(Entries for region labeling)
↓

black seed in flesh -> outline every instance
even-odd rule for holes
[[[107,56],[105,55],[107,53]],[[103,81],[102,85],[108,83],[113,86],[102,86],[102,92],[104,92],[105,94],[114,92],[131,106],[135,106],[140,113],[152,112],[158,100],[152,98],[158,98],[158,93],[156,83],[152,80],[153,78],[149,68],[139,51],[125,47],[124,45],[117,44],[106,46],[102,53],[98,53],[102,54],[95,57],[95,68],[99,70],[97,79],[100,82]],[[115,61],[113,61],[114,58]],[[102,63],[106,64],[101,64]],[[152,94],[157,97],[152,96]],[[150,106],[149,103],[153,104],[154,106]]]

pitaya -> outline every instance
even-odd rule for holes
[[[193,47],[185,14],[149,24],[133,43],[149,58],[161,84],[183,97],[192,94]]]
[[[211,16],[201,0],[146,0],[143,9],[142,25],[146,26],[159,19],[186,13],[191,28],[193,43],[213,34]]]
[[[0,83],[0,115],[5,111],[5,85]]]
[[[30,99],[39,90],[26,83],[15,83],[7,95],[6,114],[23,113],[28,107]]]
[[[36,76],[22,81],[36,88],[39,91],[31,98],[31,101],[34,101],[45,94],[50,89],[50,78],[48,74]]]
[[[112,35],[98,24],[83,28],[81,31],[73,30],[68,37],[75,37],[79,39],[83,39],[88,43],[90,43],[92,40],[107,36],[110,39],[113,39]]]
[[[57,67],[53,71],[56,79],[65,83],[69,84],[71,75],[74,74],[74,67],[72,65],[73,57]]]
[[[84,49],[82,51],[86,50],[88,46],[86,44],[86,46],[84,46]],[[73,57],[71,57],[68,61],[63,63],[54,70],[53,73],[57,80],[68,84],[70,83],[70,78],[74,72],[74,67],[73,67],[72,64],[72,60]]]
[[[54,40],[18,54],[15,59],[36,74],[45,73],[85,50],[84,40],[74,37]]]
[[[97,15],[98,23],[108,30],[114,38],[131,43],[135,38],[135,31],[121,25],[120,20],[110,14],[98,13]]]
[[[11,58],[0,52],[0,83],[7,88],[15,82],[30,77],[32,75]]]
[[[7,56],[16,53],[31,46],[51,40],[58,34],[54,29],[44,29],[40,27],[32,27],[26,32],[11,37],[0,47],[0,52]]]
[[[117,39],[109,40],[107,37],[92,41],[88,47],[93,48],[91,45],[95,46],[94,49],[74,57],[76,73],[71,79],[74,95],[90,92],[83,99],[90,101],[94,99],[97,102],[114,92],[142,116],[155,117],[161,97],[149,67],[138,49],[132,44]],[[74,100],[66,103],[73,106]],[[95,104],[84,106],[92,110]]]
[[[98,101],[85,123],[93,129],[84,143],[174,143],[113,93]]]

↑

* **Written instruction**: Return every line of the material above unchanged, character for character.

* **Written response**:
black seed in flesh -> outline every instance
even-odd rule for holes
[[[107,56],[105,55],[107,53]],[[103,81],[102,85],[108,83],[113,86],[102,86],[102,92],[104,92],[105,94],[114,92],[131,106],[135,106],[140,113],[152,112],[158,100],[152,98],[158,98],[158,93],[156,83],[152,80],[153,78],[149,68],[139,51],[125,47],[124,45],[117,44],[106,46],[102,53],[98,53],[102,54],[95,57],[95,68],[99,70],[97,79],[100,82]],[[115,61],[113,61],[114,58]],[[102,63],[106,64],[101,64]],[[152,94],[157,97],[152,96]],[[150,106],[149,103],[153,104],[154,106]]]

pitaya -> outline every instance
even-odd rule for holes
[[[193,47],[185,14],[149,24],[133,43],[149,58],[161,84],[183,97],[192,94]]]
[[[211,16],[201,0],[146,0],[143,9],[142,25],[146,26],[159,19],[186,13],[191,28],[193,43],[213,34]]]
[[[0,83],[0,115],[5,111],[5,85]]]
[[[30,99],[39,90],[26,83],[15,83],[7,95],[6,114],[23,113],[28,107]]]
[[[36,76],[22,81],[36,88],[39,91],[31,98],[31,101],[34,101],[45,94],[50,89],[50,78],[48,74]]]
[[[112,35],[98,24],[83,28],[81,31],[73,30],[68,37],[75,37],[79,39],[83,39],[88,43],[90,43],[92,40],[107,36],[110,39],[113,39]]]
[[[57,67],[53,71],[56,79],[65,83],[69,84],[71,75],[74,74],[74,67],[72,65],[73,57]]]
[[[84,49],[82,51],[86,50],[88,46],[86,44],[86,46],[84,46]],[[73,57],[71,57],[68,61],[63,63],[54,70],[53,73],[57,80],[68,84],[70,83],[70,78],[74,72],[74,67],[73,67],[72,64],[72,60]]]
[[[54,40],[18,54],[15,59],[36,74],[45,73],[85,50],[84,40],[74,37]]]
[[[97,15],[98,23],[108,30],[114,38],[131,43],[135,38],[135,31],[121,25],[120,20],[110,14],[98,13]]]
[[[11,58],[0,52],[0,83],[7,88],[15,82],[30,77],[32,75]]]
[[[7,56],[16,53],[31,46],[51,40],[58,34],[54,29],[44,29],[40,27],[32,27],[26,32],[11,37],[0,47],[0,52]]]
[[[117,39],[109,40],[107,37],[92,41],[88,47],[93,48],[91,45],[95,46],[94,49],[74,57],[76,73],[71,79],[74,95],[90,92],[83,99],[90,101],[94,99],[97,102],[114,92],[142,116],[155,117],[161,97],[149,67],[138,49],[132,44]],[[74,100],[66,103],[73,106]],[[95,104],[84,106],[92,110]]]
[[[98,101],[85,123],[93,129],[84,143],[174,143],[113,93]]]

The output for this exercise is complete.